Trecho fornecido:
§

Pesquisa feita por uma equipe de cientistas brasileiros e publicada na revista The Lancet mostra que o diagnóstico de microcefalia não pode ter como alvo apenas o perímetro cefálico da criança. O trabalho revela que um em cada cinco casos de bebês com a contaminação por zika durante a gestação e com sintomas de danos neurológicos apresentavam uma circunferência da cabeça nos padrões considerados normais.
“Os resultados mostram que nas gestações afetadas pela infecção por zika, alguns fetos terão alterações cerebrais e microcefalia, outros terão alterações cerebrais e perímetro cefálico normal e outros não serão afetados”, afirmou o coordenador do trabalho, o professor da Universidade Federal de Pelotas, Cesar Victora.
“Isso demonstra o quanto as equipes precisam estar atentas. Não apenas durante o parto ou logo depois do nascimento, mas durante o crescimento do bebê”, afirmou o diretor de Doenças Transmissíveis do Ministério da Saúde, Eduardo Hage, e também integrante do estudo.
O trabalho, o maior estudo de série de casos de suspeita por infecção de zika realizado até o momento, reuniu informações de 5.909 casos suspeitos de microcefalia notificados no País até fevereiro. A partir dos registros, várias características foram analisadas: sexo, idade gestacional, exames de imagem, histórico da mãe e mortalidade.
Desse número geral, foram analisados 1.501 casos suspeitos. “A avaliação não foi feita apenas na classificação de casos descartados ou confirmados. Incluímos na análise casos considerados de contaminação muito provável, moderadamente provável e pouco provável”, conta Victora.
O professor afirma que uma das principais conclusões do estudo se deve pela estratégia adotada pelo Ministério da Saúde, no início da epidemia, de fazer uma classificação de casos muito rigorosa. Eram considerados casos suspeitos de microcefalia por zika todo bebê que nascesse com perímetro cefálico menor do que 33 centímetros. Não importava o sexo ou se o bebê nascia de forma prematura. Passado o primeiro período, o padrão foi reduzido para 32 centímetros. Agora, a recomendação da Organização Mundial da Saúde e sugerida pelo Ministério da Saúde é de que sejam avaliados também o sexo e em que semana da gestação o parto ocorreu.
“Os critérios mais rígidos do início tornaram o sistema muito sensível e nos permitiu avaliar bebês com perímetros cefálicos maiores e que foi constatado depois, com danos neurológicos provocados.” Para Victora, o resultado não significa que parâmetros para classificação de bebês com microcefalia devem voltar ao patamar anterior. “O que é preciso é chamar a atenção de equipes de saúde para que todos os sinais sejam levados em conta. Não basta apenas se fiar por uma medida”, disse o professor.

§

Linhas fornecidas:

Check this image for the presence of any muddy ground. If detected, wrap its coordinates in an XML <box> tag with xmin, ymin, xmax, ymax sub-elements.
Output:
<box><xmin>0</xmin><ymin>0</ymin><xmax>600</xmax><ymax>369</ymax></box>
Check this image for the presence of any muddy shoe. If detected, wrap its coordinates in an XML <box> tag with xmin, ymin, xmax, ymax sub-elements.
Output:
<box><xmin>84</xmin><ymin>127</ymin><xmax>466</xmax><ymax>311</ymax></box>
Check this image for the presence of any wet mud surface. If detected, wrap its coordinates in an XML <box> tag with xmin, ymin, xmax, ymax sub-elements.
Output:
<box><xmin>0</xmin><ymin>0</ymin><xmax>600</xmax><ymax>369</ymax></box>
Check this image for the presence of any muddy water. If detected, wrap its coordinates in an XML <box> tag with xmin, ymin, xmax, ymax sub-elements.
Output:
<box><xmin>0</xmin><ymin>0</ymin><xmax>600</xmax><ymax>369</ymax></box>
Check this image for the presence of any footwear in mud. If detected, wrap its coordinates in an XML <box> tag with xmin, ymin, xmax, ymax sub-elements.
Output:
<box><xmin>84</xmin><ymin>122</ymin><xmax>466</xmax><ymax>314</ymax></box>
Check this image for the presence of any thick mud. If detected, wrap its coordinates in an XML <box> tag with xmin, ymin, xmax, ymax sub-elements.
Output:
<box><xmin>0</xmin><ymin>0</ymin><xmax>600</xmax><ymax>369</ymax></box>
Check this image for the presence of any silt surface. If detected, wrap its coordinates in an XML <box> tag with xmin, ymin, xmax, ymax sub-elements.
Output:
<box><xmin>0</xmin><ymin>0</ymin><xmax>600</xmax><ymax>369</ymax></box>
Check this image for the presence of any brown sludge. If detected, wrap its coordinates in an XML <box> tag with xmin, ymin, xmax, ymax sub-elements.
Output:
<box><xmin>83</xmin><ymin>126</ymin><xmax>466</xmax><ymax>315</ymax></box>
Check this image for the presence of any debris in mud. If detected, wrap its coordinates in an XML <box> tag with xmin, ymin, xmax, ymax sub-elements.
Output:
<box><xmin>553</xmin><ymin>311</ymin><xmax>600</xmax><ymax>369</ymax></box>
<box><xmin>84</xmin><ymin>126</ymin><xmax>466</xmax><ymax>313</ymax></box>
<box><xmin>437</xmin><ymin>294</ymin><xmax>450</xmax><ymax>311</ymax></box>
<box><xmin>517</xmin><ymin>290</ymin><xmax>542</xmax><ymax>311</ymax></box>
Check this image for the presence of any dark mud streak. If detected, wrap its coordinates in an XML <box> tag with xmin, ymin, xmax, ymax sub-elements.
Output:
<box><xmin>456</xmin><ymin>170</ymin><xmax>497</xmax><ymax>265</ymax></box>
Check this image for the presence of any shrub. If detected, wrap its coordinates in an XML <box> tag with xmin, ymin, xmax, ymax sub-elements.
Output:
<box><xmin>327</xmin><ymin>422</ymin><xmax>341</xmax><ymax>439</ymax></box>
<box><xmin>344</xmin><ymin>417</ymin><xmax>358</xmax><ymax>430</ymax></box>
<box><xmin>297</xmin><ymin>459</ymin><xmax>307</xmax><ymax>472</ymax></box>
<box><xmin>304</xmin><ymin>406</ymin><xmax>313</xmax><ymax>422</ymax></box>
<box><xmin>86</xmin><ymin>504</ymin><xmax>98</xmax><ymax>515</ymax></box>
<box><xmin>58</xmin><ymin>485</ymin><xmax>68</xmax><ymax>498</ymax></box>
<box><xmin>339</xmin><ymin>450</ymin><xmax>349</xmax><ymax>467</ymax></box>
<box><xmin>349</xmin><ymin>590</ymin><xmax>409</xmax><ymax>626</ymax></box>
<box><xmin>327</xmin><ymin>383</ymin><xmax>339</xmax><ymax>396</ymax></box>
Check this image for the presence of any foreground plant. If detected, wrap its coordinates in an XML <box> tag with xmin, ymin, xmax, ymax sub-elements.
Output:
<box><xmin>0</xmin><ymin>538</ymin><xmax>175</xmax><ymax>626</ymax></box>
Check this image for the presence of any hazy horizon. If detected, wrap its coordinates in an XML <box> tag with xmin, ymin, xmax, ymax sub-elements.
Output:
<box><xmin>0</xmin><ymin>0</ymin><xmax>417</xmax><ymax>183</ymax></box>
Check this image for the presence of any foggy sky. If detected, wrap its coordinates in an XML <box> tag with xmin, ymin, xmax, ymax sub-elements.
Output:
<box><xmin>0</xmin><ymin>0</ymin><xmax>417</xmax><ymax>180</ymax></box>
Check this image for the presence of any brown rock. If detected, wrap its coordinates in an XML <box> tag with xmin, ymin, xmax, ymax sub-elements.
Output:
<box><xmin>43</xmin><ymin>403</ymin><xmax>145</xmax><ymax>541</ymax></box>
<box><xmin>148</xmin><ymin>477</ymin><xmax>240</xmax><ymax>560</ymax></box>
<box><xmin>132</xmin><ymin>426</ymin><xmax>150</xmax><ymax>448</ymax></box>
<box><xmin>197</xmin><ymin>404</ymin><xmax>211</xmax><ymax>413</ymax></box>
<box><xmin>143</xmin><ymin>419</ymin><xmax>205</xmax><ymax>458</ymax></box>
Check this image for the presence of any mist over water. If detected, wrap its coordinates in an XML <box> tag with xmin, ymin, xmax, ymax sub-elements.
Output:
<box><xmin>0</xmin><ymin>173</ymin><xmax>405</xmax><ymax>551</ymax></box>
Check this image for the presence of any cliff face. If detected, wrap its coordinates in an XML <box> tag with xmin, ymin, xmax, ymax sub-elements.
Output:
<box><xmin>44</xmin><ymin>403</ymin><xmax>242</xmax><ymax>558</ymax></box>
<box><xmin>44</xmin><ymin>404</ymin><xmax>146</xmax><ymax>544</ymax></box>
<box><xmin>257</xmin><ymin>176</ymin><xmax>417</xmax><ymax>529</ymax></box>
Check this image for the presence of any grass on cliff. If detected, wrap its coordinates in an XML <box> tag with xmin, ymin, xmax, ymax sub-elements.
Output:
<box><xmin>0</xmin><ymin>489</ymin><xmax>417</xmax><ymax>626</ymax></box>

§

Instruções: Cite literalmente o trecho do texto sobre zika e microcefalia situado entre "Pesquisa feita por" e "padrões considerados normais.", inclusive.

Resposta:
Pesquisa feita por uma equipe de cientistas brasileiros e publicada na revista The Lancet mostra que o diagnóstico de microcefalia não pode ter como alvo apenas o perímetro cefálico da criança. O trabalho revela que um em cada cinco casos de bebês com a contaminação por zika durante a gestação e com sintomas de danos neurológicos apresentavam uma circunferência da cabeça nos padrões considerados normais.